TEXT BLOCK: Begin

Coexistence of positive and negative information in information-epidemic dynamics on multiplex networks
Li-Ying Liu, Chao-Ran Cai, Si-Ping Zhang, Bin-Quan Li
TL;DR
The paper addresses how coexisting positive and negative disease-related information shapes information-epidemic dynamics on multiplex networks. It develops a UA1A2U-SIS model and uses an individual-based mean-field framework to derive the epidemic threshold in terms of the largest eigenvalue of a level-dependent matrix $H$, yielding $\beta_c = \mu / \Lambda_{\max}(H)$. In the fully connected case, it provides explicit threshold expressions and fixed points for awareness densities and reveals a cusp in infection prevalence signaling a transition between coexistence and dominance of a single information type; it also shows that away from the threshold the prevalence can be monotone or non-monotone depending on $\lambda_1$ and $\lambda_2$, with a monotonicity criterion $\beta'_{\mathrm cusp}=\beta'_{\mathrm max}$. The results are validated against Gillespie Monte Carlo simulations across network structures, demonstrating robust agreement with the mean-field predictions. The work highlights how information diffusion parameters can be tuned to influence epidemic outcomes, offering insights for information-inspired epidemic control strategies.

TEXT BLOCK: End
SOURCE INFORMATION: Begin

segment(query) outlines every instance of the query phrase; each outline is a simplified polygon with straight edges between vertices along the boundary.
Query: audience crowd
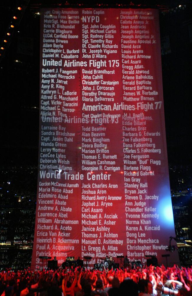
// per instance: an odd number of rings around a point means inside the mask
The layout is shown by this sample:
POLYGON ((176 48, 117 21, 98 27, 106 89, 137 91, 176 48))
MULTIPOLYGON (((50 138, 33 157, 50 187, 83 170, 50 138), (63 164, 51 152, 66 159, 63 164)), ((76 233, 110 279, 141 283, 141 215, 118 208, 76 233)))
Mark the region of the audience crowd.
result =
POLYGON ((192 296, 192 266, 2 271, 0 296, 192 296))

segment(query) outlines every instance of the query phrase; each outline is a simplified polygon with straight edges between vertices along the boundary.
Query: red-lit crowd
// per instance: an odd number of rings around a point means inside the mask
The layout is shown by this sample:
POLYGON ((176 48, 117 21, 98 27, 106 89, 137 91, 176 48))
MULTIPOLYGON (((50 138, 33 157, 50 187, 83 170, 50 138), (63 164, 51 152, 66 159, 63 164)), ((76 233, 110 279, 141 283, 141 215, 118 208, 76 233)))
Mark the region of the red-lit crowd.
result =
POLYGON ((7 270, 0 274, 0 295, 192 296, 191 267, 144 266, 109 271, 7 270))

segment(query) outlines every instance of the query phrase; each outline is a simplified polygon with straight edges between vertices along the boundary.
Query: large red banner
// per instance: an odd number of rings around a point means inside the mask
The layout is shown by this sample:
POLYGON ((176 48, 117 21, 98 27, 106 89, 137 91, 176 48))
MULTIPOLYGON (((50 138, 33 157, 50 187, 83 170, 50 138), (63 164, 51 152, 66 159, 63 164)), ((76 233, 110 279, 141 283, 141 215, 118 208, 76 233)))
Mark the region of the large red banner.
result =
POLYGON ((158 13, 41 11, 32 268, 40 256, 163 262, 175 234, 158 13))

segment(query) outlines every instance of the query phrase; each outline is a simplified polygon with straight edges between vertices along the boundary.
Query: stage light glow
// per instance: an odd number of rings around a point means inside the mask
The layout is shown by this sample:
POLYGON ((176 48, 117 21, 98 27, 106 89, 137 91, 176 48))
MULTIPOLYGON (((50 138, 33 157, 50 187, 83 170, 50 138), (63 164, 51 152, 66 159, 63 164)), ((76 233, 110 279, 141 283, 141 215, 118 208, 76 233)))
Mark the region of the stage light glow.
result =
POLYGON ((173 220, 173 215, 172 206, 168 205, 165 207, 163 212, 164 218, 167 220, 172 221, 173 220))

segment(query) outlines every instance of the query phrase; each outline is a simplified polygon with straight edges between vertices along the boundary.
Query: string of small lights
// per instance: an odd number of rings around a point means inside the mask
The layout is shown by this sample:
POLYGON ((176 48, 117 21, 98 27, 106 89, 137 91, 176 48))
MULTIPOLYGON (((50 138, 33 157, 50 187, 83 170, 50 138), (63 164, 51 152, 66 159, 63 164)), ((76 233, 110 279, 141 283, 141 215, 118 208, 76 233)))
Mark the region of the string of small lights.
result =
MULTIPOLYGON (((9 23, 4 35, 4 37, 3 40, 0 41, 0 62, 5 56, 5 53, 11 44, 12 37, 14 33, 17 30, 20 24, 23 14, 25 13, 25 10, 29 4, 30 0, 23 0, 19 1, 20 5, 18 5, 15 9, 13 10, 13 15, 12 19, 9 22, 9 23), (22 2, 21 3, 21 2, 22 2)), ((77 3, 76 4, 70 4, 67 1, 66 1, 64 3, 59 3, 55 4, 54 3, 52 4, 49 4, 49 6, 58 7, 65 7, 66 8, 72 7, 80 7, 86 8, 90 7, 89 5, 82 3, 77 3)), ((146 5, 143 5, 141 4, 135 4, 132 2, 129 4, 122 4, 117 3, 115 5, 109 5, 108 4, 97 4, 94 5, 94 7, 99 8, 149 8, 149 6, 146 5)), ((40 15, 39 12, 37 11, 37 9, 39 9, 41 7, 45 7, 44 5, 42 3, 39 3, 35 4, 31 4, 30 5, 31 10, 35 11, 33 12, 34 16, 36 17, 40 15)), ((158 9, 161 13, 163 15, 165 15, 168 13, 172 13, 178 12, 186 8, 186 5, 179 5, 178 6, 170 7, 167 5, 161 5, 157 4, 155 5, 152 8, 156 8, 158 9)))
POLYGON ((4 57, 5 52, 11 44, 12 36, 20 23, 29 1, 30 0, 20 1, 22 3, 17 5, 13 9, 11 19, 7 28, 4 38, 0 41, 0 62, 4 57))

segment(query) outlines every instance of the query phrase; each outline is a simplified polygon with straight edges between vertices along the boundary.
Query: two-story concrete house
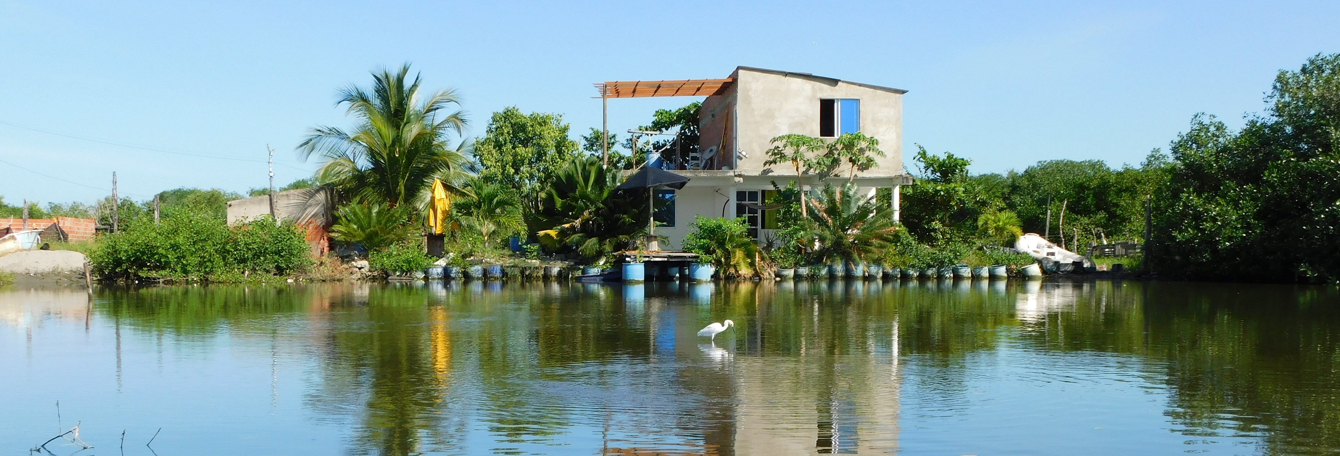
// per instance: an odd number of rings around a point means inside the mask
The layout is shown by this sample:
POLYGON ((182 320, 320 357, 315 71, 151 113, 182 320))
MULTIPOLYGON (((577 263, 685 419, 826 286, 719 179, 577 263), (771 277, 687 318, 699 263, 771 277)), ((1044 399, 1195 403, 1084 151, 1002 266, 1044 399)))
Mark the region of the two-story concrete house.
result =
MULTIPOLYGON (((658 198, 671 203, 658 211, 662 225, 657 234, 665 235, 671 249, 689 234, 694 215, 742 215, 756 239, 768 239, 777 226, 756 206, 766 201, 773 182, 785 187, 795 179, 789 163, 764 166, 772 138, 780 135, 863 132, 879 139, 884 156, 878 158, 878 166, 858 173, 855 182, 871 194, 892 187, 895 219, 898 187, 911 183, 902 164, 904 90, 750 67, 737 67, 726 79, 607 82, 596 87, 606 99, 706 96, 699 110, 698 154, 669 160, 666 167, 691 181, 682 190, 658 190, 658 198)), ((824 185, 812 174, 800 181, 812 189, 824 185)), ((828 181, 840 185, 846 174, 828 181)))

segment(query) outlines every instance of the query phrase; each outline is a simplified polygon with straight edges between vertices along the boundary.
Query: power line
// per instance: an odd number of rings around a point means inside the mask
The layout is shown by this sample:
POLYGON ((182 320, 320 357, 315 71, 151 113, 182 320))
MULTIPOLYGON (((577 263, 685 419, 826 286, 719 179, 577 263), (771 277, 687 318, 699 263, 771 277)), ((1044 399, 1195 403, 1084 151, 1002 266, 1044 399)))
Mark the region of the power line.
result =
MULTIPOLYGON (((51 131, 51 130, 43 130, 43 128, 36 128, 36 127, 28 127, 28 126, 21 126, 21 124, 17 124, 17 123, 3 122, 3 120, 0 120, 0 124, 7 124, 7 126, 11 126, 11 127, 23 128, 23 130, 31 130, 31 131, 36 131, 36 132, 44 132, 44 134, 48 134, 48 135, 64 136, 64 138, 70 138, 70 139, 88 140, 88 142, 95 142, 95 143, 102 143, 102 144, 109 144, 109 146, 147 150, 147 151, 154 151, 154 152, 189 155, 189 156, 201 156, 201 158, 213 158, 213 159, 221 159, 221 160, 267 163, 267 160, 257 160, 257 159, 249 159, 249 158, 217 156, 217 155, 204 155, 204 154, 192 154, 192 152, 178 152, 178 151, 170 151, 170 150, 162 150, 162 148, 154 148, 154 147, 126 144, 126 143, 121 143, 121 142, 115 142, 115 140, 98 139, 98 138, 82 136, 82 135, 71 135, 71 134, 64 134, 64 132, 59 132, 59 131, 51 131)), ((299 171, 307 171, 304 168, 300 168, 300 167, 296 167, 296 166, 288 166, 288 164, 284 164, 284 163, 279 163, 279 166, 285 166, 285 167, 295 168, 295 170, 299 170, 299 171)))
MULTIPOLYGON (((58 178, 58 177, 54 177, 54 175, 50 175, 50 174, 43 174, 43 173, 39 173, 39 171, 34 171, 34 170, 29 170, 29 168, 13 164, 13 163, 3 160, 3 159, 0 159, 0 163, 9 164, 12 167, 16 167, 16 168, 20 168, 20 170, 24 170, 24 171, 28 171, 28 173, 32 173, 32 174, 48 178, 48 179, 56 179, 56 181, 60 181, 60 182, 64 182, 64 183, 72 183, 72 185, 76 185, 76 186, 80 186, 80 187, 88 187, 88 189, 92 189, 92 190, 111 191, 111 190, 107 190, 107 189, 94 187, 94 186, 90 186, 90 185, 83 185, 83 183, 74 182, 74 181, 66 181, 66 179, 62 179, 62 178, 58 178)), ((127 195, 133 195, 133 197, 149 198, 146 195, 137 195, 137 194, 133 194, 133 193, 126 193, 126 194, 127 195)))

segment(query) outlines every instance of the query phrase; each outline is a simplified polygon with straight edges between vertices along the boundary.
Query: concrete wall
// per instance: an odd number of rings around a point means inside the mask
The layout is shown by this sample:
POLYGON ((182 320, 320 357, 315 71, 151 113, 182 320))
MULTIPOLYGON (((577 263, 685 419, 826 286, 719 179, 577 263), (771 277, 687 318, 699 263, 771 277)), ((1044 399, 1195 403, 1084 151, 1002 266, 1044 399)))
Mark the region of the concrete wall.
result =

SOURCE INFORMATION: End

### USING THE INFORMATION
1) List all of the authors named in the information-epidemic summary.
2) Write the next part of the information-epidemic summary, picking up after its final sentence.
The records come from a separate source and are unrelated to the text.

### EXERCISE RESULTS
1) Li-Ying Liu, Chao-Ran Cai, Si-Ping Zhang, Bin-Quan Li

2)
Abstract
This paper investigates the coexistence of positive and negative information in the context of information-epidemic dynamics on multiplex networks. In accordance with the tenets of mean field theory, we present not only the analytic solution of the prevalence threshold, but also the coexistence conditions of two distinct forms of information (i.e., the two phase transition points at which a single form of information becomes extinct). In regions where multiple forms of information coexist, two completely distinct patterns emerge: monotonic and non-monotonic. The physical mechanisms that give rise to these different patterns have also been elucidated. The theoretical results are robust with regard to the network structure and show a high degree of agreement with the findings of the Monte Carlo simulation.